#### Task description:
The reply should contain every entry below exactly as written, with no images.

Stored items
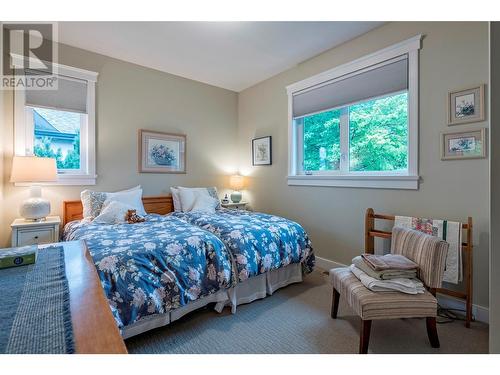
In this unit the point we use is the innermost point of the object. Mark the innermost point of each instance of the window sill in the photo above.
(65, 180)
(361, 181)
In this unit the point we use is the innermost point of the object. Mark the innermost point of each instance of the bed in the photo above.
(269, 251)
(256, 254)
(153, 272)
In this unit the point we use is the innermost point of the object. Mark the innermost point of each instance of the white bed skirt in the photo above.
(244, 292)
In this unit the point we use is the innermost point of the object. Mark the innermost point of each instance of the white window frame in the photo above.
(408, 179)
(24, 133)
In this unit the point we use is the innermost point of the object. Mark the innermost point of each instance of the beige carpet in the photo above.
(296, 319)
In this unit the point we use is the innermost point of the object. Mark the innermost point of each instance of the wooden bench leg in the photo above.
(432, 332)
(364, 336)
(335, 303)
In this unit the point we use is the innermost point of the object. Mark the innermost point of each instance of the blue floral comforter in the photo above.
(156, 266)
(259, 242)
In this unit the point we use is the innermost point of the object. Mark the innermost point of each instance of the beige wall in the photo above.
(495, 187)
(131, 97)
(454, 55)
(2, 204)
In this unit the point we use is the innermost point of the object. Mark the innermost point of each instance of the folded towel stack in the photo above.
(387, 273)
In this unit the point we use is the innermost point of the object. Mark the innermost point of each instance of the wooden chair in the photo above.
(429, 253)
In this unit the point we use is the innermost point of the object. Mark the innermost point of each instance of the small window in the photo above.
(357, 125)
(60, 124)
(57, 135)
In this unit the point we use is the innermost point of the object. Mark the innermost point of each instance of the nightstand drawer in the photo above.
(35, 236)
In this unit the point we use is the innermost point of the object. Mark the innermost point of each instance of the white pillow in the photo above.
(92, 201)
(187, 196)
(132, 199)
(204, 203)
(176, 199)
(113, 212)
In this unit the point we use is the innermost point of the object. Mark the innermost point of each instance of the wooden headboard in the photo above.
(73, 210)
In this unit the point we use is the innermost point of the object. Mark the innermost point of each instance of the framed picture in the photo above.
(463, 145)
(261, 151)
(161, 152)
(466, 106)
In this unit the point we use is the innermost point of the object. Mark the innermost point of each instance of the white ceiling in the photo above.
(231, 55)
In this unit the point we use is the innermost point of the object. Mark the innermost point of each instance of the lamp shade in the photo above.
(236, 182)
(33, 169)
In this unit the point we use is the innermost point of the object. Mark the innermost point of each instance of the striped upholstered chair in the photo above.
(429, 253)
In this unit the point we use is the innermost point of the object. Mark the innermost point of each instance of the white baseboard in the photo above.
(480, 313)
(327, 264)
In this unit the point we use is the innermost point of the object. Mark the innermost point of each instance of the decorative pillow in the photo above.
(92, 202)
(132, 199)
(187, 196)
(176, 199)
(113, 212)
(204, 203)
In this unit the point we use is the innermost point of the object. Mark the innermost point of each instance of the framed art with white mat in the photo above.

#### Answer to this task:
In this unit the point we use is the innermost point of the object. Mark the innermost point of each instance of the window sill in the photo above.
(65, 180)
(361, 181)
In this unit the point we use is the innermost point of the object. Mark the innermost point of each instance of the bed in the photo above.
(269, 251)
(256, 254)
(153, 272)
In this unit the point we use is the innermost point of the object. Mark the innermost point of each instance of the white bed skirt in the photo above.
(244, 292)
In this unit the point we use is the innermost point of the object. Mark the innermost point of each instance of the white window frame in the photo above.
(408, 179)
(24, 133)
In this unit the point we use is the innermost point of the object. Mark the innermost point of each instance of the beige carpet in the photo above.
(296, 319)
In this unit the point we use is the innermost point of the object. Mark the innermost point of each instance of the wooden bench leg in the photo above.
(432, 332)
(364, 336)
(335, 303)
In this unit the point we use is the innermost point of the object. Mark the innermost point of each instance of the blue floral comforter in the photo above.
(156, 266)
(259, 242)
In this unit the point we use is the innermost point of the object. Mark the innermost point of each instance of the beige wall in the photo above.
(495, 187)
(131, 97)
(454, 55)
(2, 204)
In this unit the point we use is the innermost point of the object. Mark the innermost point of each instance of the folded towel stack in the photo above.
(387, 273)
In this unit the point we use is the innermost point of the object. Mark the innermost point of each instance of the wooden chair in the photo above.
(429, 253)
In this unit the point we use is the innermost point of the object. Mark the innermost point of each instance of the small window in the photo above.
(357, 125)
(60, 124)
(57, 135)
In this unit the point we use is the innermost point of the object. Mark the innermost point of each instance of the nightstand drawer in the photo above.
(35, 236)
In this unit the point we use is the innermost point of the object. Mark the innermost point of each instance of the white pillow in the photo above.
(92, 201)
(187, 196)
(132, 199)
(204, 203)
(176, 199)
(113, 212)
In this unit the point we use is the innermost point of the object. Mark the innermost point of each instance of the wooden headboard in the photo above.
(73, 210)
In this unit the point we use is the innermost point of the object. Mark the innermost point of each instance of the framed picture in the photo above.
(463, 145)
(261, 151)
(161, 152)
(466, 106)
In this unit the point we use is the innermost point of the object. Mark the innermost point of each instance of the white ceiling in the photo above.
(231, 55)
In this unit the point we use is the innermost point of the object. Mark the innermost point of each instance of the lamp shade in the photo above.
(236, 182)
(33, 169)
In this unit the point we use is the innermost point of the object. Mark the innermost point of each instance of the striped upholstered chair in the photo above.
(429, 253)
In this unit the point we use is the innermost point of the object. Mark the innermost point of each instance of the white baseboard in the photo above.
(480, 313)
(327, 264)
In this unit the point we use is the innermost point of the object. Mark the innermost point of each instance of the decorative pillow in the photo above.
(92, 202)
(132, 199)
(187, 196)
(176, 199)
(113, 212)
(204, 203)
In this unit the point we use is the innermost point of the object. Mark the innermost point of each instance of the framed art with white mat in the photo above.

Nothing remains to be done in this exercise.